***** Data for review *****

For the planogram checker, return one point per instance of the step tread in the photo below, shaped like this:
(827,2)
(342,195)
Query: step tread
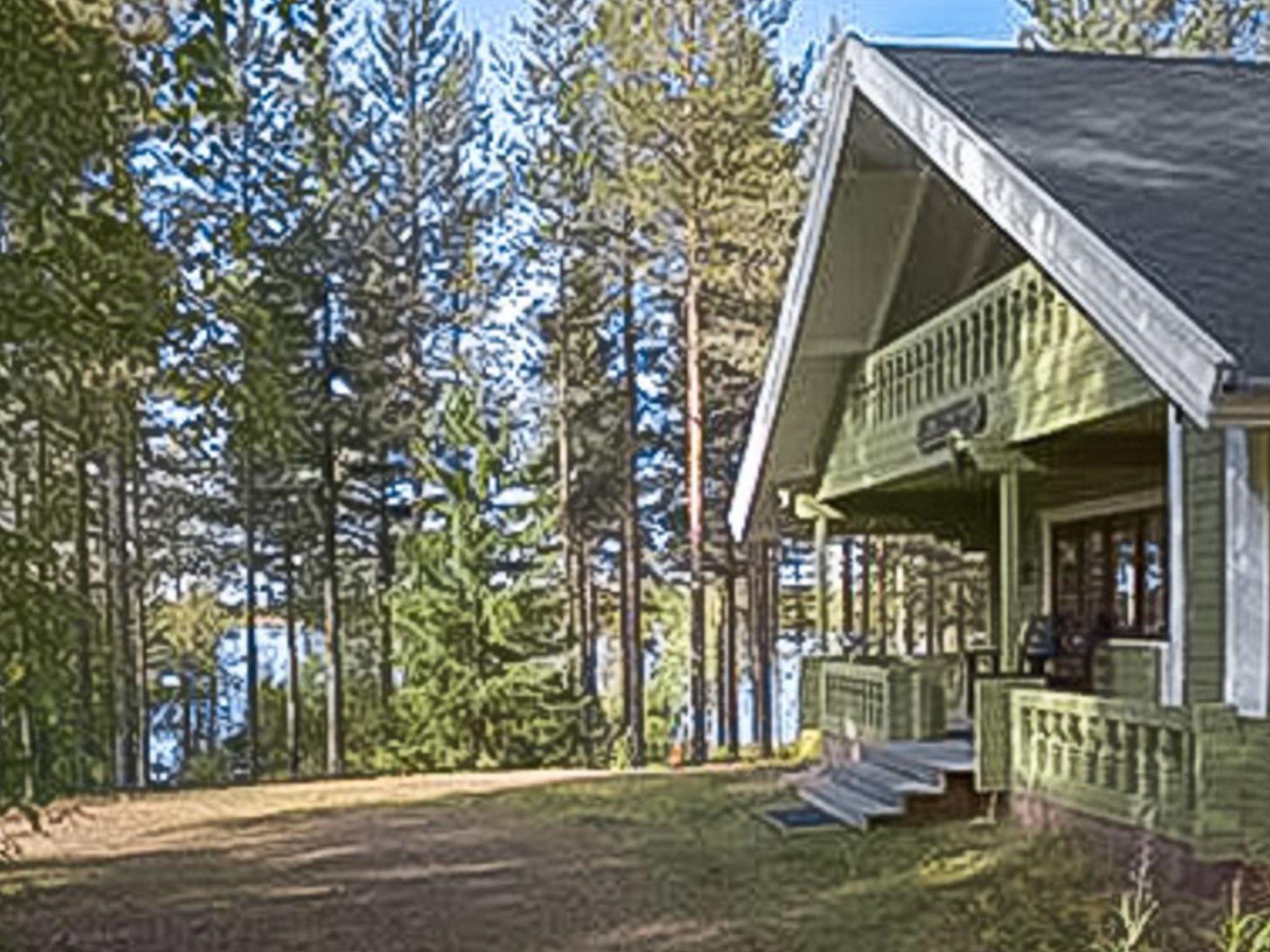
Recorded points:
(849,805)
(883,780)
(902,763)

*****

Aim of the task:
With the pictures left aside, write out all of the records above exactly.

Result below:
For the planogram checker, return one point per instance of the step tread in the photo below, shaped like this:
(827,2)
(342,195)
Query: step tread
Recorded points:
(849,805)
(883,780)
(902,763)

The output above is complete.